*Extracted material*
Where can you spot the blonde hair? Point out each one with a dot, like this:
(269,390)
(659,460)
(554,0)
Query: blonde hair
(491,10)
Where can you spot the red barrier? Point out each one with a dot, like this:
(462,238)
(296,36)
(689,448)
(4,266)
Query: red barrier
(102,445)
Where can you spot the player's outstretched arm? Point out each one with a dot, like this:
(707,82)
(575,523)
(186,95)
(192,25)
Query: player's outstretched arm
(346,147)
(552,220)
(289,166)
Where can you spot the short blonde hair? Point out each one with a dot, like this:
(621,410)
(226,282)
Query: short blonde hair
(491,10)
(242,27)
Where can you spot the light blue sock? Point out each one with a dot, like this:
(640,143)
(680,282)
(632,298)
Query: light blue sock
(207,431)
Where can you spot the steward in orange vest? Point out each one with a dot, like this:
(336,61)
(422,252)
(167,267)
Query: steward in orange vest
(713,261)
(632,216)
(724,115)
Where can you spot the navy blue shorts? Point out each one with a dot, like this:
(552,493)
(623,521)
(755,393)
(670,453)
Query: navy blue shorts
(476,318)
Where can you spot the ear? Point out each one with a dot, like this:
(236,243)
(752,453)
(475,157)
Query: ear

*Task goal*
With the entries above as the source, set down exactly the lines from the one holding "Query: blonde hair" through the last line, both ends included.

*Your solution*
Query: blonde hair
(491,10)
Where can you spot the red barrier? Point out each one with a dot, like this:
(462,238)
(296,36)
(689,448)
(4,266)
Query: red barrier
(102,445)
Where can you spot the player's outstretched arm? Point out each one with a dot, like this:
(707,82)
(575,523)
(186,95)
(192,25)
Query: player's outstretched arm
(346,147)
(552,220)
(289,166)
Where can you spot the short blonde hair? Point out each one with a dot, like this:
(621,410)
(226,282)
Query: short blonde hair
(491,10)
(242,27)
Where can you spot the light blue sock? Point out each one with a dot, like this:
(640,143)
(680,282)
(632,298)
Query: light blue sock
(207,431)
Where can you spot the steward in orange vest? Point out each one with a dot, like this:
(336,61)
(422,252)
(167,267)
Query: steward in orange vest
(713,261)
(632,216)
(724,115)
Where can you spot the navy blue shorts? Point out each one with a dot, like this:
(552,493)
(623,521)
(755,393)
(670,453)
Query: navy blue shorts
(476,318)
Where can you spot the ear? Point out each one with a dot, like this:
(236,243)
(752,453)
(475,157)
Query: ear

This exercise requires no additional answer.